• _Using the information_:
- a) Below, the passage on the health care law names specific employers that are cutting hours or changing staff. List every one of them.
- b) Write the next part of the passage on the health care law that appears below, picking up after its final sentence.

The American people were promised health care costs would go down. In fact, the president promised to lower premiums for the average family by $2,500. Not true. According to the Kaiser Family Foundation, health care costs for the average family increased by 26 percent during the last five years. The average employee with an employer-sponsored insurance plan experienced a seven percent increase in their share of health care costs.

Finally, the American people were told the health care law would boost the economy. Again, not true. More than 450 employers have publicly stated they are cutting hours or making other staffing changes to avoid the law’s punitive mandates, including the University of Colorado in Colorado Springs, Trig’s Supermarkets and Coach’s Fast Food in Wisconsin, Shari’s restaurants in Oregon, and the Henrico County School District – as well as other school districts – across the Commonwealth of Virginia. The Congressional Budget Office estimates the law will result in two million fewer full-time workers.

Many of these difficult changes are taking place in the service industry, which means lower-wage workers are bearing the brunt of the ObamaCare burden. Schools are also cutting hours, undermining the quality of education America’s students deserve. We’ve heard time and again from the administration that these are mere anecdotes or, in the words of then-Secretary Sebelius, “speculation.” Yet even those who supported the health care law have no choice but to recognize its harmful consequences.

• _Data for analysis_:

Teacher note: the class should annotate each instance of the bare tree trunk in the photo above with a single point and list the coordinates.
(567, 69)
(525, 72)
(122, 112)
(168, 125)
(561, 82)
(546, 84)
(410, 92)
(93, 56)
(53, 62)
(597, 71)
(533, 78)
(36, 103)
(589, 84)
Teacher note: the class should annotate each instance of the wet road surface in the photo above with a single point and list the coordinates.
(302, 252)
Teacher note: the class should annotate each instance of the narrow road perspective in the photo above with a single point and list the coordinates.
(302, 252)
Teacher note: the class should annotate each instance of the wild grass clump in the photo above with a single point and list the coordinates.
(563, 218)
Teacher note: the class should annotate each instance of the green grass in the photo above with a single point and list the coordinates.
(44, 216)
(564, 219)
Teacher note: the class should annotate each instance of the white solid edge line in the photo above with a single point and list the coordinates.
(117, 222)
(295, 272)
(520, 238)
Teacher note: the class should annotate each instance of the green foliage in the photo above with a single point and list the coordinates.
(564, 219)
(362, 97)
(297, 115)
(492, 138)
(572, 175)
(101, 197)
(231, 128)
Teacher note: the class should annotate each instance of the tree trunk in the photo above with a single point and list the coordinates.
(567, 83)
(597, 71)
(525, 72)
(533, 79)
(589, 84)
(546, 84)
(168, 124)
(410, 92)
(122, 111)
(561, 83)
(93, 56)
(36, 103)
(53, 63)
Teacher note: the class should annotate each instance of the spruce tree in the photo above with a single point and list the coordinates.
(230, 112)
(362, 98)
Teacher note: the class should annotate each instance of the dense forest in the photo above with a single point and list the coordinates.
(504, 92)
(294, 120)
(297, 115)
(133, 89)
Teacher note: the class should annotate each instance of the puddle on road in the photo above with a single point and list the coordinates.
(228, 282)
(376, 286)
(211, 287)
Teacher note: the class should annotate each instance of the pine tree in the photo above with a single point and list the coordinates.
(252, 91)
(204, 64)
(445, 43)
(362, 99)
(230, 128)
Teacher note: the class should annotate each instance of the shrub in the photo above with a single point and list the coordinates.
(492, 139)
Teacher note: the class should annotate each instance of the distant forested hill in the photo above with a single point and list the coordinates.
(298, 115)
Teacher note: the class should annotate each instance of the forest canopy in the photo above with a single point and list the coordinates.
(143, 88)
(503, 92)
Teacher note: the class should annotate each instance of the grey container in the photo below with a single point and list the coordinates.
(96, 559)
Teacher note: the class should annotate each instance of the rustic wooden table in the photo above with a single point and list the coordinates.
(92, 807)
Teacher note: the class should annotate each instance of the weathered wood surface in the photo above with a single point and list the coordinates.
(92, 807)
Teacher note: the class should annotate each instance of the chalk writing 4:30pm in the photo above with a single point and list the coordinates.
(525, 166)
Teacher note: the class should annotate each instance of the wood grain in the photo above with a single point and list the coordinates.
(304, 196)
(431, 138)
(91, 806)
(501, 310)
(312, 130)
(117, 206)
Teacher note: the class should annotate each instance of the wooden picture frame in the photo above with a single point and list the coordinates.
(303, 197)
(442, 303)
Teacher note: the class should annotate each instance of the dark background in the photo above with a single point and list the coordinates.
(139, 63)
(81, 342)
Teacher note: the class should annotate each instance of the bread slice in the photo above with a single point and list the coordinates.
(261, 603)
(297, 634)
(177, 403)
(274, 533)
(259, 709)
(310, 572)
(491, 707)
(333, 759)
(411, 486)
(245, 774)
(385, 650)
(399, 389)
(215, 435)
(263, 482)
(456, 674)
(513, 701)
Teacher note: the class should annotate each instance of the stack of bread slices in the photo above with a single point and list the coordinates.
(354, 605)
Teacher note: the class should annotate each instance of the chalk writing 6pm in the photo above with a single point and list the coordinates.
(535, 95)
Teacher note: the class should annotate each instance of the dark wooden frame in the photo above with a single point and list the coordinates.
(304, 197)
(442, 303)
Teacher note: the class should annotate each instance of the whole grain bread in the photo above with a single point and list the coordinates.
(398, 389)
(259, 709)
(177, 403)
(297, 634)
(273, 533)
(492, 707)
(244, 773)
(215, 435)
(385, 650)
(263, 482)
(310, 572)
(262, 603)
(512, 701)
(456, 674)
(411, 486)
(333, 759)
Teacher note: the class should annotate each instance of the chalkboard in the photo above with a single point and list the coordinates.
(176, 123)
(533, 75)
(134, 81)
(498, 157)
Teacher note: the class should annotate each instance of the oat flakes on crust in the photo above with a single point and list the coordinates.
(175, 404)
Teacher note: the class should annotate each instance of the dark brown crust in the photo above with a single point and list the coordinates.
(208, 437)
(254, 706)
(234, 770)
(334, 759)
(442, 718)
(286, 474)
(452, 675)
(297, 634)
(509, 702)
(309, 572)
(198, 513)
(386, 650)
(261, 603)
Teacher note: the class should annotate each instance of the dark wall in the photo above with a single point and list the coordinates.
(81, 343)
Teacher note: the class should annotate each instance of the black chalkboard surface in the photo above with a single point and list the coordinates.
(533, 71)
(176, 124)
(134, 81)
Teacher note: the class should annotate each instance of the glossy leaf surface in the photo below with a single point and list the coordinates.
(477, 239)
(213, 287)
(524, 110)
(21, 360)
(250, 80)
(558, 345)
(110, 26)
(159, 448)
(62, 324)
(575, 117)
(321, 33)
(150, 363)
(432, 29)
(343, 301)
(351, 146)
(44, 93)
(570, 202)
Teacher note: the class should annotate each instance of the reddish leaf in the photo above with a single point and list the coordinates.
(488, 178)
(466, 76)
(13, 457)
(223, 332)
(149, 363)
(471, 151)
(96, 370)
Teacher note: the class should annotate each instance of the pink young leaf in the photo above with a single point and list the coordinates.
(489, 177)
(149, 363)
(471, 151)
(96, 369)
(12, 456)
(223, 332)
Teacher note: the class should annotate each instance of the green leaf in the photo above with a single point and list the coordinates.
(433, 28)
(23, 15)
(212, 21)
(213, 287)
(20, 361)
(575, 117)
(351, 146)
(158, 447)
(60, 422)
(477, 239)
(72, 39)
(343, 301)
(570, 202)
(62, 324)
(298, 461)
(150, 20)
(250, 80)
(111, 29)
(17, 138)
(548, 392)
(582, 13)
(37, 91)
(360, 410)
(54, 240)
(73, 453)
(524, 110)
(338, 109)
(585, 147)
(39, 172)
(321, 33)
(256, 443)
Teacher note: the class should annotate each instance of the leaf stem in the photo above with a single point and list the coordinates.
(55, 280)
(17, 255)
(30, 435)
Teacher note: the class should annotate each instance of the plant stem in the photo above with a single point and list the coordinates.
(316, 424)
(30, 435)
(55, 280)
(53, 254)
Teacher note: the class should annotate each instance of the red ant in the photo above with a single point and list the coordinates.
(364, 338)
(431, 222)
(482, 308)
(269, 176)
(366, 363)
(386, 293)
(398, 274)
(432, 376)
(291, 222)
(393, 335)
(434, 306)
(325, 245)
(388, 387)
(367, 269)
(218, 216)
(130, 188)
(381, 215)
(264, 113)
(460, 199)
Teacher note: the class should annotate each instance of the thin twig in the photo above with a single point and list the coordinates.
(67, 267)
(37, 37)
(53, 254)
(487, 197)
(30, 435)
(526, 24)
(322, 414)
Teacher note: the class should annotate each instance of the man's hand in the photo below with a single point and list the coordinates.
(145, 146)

• _Replies_:
- a)
University of Colorado in Colorado Springs
Trig's Supermarkets
Coach's Fast Food
Shari's restaurants
Henrico County School District

- b)
Members of the AFL-CIO endorsed a resolution that warned of an “underclass of less than 30-hour-workers” as employers seek to avoid paying penalties under the health care law. The International Brotherhood of Teamsters and other union leaders said the law will “shatter not only our hard-earned health benefits, but destroy the foundation of the 40 hour work week that is the backbone of the American middle-class.” Finally, the International Brotherhood of Electrical Workers lamented that the law “imposes increased benefit costs, fees, and new taxes on our [multiemployer health care] plans.”

Unfortunately, more pain is right around the corner. In just a few short years, nearly half of all large employers will be hit by the so-called “Cadillac tax.” It’s estimated the federal government will collect more than $85 billion through this tax over the next decade. That’s money that could be used to raise wages or create new jobs; instead it will go into the coffers of the federal government. And don’t forget, that right now, the Supreme Court is deciding a case that may result in millions of Americans being stuck with government-run health insurance they cannot afford.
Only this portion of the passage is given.